══ PROVIDED INFORMATION

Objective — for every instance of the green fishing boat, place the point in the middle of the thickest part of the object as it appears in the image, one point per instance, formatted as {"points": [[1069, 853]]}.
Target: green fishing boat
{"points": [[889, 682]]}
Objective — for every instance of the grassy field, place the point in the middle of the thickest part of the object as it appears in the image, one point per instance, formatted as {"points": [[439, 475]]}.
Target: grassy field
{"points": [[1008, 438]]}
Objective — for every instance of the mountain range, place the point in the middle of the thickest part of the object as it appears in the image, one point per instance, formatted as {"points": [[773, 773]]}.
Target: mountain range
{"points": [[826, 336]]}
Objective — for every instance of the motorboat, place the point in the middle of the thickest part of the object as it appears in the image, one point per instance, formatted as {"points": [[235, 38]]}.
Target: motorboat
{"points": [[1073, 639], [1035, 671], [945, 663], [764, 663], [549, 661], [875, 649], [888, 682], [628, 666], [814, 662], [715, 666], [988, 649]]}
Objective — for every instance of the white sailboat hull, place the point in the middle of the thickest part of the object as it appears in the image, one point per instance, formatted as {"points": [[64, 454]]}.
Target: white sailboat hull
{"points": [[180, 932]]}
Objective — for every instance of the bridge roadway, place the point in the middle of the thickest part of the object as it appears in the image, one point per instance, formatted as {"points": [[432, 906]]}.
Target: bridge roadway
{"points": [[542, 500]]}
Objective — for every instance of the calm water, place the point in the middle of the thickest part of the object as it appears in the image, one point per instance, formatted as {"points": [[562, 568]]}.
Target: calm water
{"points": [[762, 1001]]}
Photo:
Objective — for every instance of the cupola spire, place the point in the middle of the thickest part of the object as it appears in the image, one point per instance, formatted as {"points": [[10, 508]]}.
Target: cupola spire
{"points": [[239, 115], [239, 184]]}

════

* **YOUR ASSIGNMENT**: Every entry, from first to last, is to be reproduced exactly.

* **WRITTEN REPLY**:
Objective — for every instance of the green fishing boat, place the point in the middle of the thickest part of the object as it appears in the image, one point per instance, formatted as {"points": [[1069, 853]]}.
Target: green fishing boat
{"points": [[889, 682]]}
Objective — for every instance of the grassy field, place the point in the middle of the thickest part of the object as it appears in the image, one point per instance, formatted as {"points": [[439, 475]]}.
Target: grassy field
{"points": [[1008, 438]]}
Objective — for every instance of the mountain range, place the point in the middle of the thickest part of the object as it appears in the image, one point per instance, formatted as {"points": [[773, 773]]}.
Target: mountain range
{"points": [[826, 336]]}
Objective — for every instance of the motorboat, place the point in the middle of the thickest part of the object as it appears in the image, one point per instance, formatted as {"points": [[235, 38]]}.
Target: motorboat
{"points": [[1073, 639], [1035, 671], [945, 663], [764, 663], [549, 661], [875, 649], [888, 682], [628, 666], [814, 662], [715, 666], [988, 649]]}
Objective — for every instance of the white sailboat hull, place the point in the middle of the thickest part of the object as it appears in the image, one point per instance, formatted as {"points": [[64, 454]]}.
Target: white sailboat hull
{"points": [[180, 932]]}
Objective — for every instance of the bridge roadway, place the point in the middle of the thickest part of the object as it appears in the image, one point per instance, formatted as {"points": [[432, 906]]}.
Target: bridge roadway
{"points": [[542, 500]]}
Objective — for every instance of the calm water, place the point in the middle of the thickest part of the object as it appears in the image, one point per instance, formatted as {"points": [[562, 568]]}.
Target: calm water
{"points": [[762, 1001]]}
Photo:
Objective — for every instance of the cupola spire, place the point in the middle of the thickest part of the object as it appears in the image, one point per instance, formatted as {"points": [[10, 508]]}.
Target: cupola spire
{"points": [[239, 115], [239, 184]]}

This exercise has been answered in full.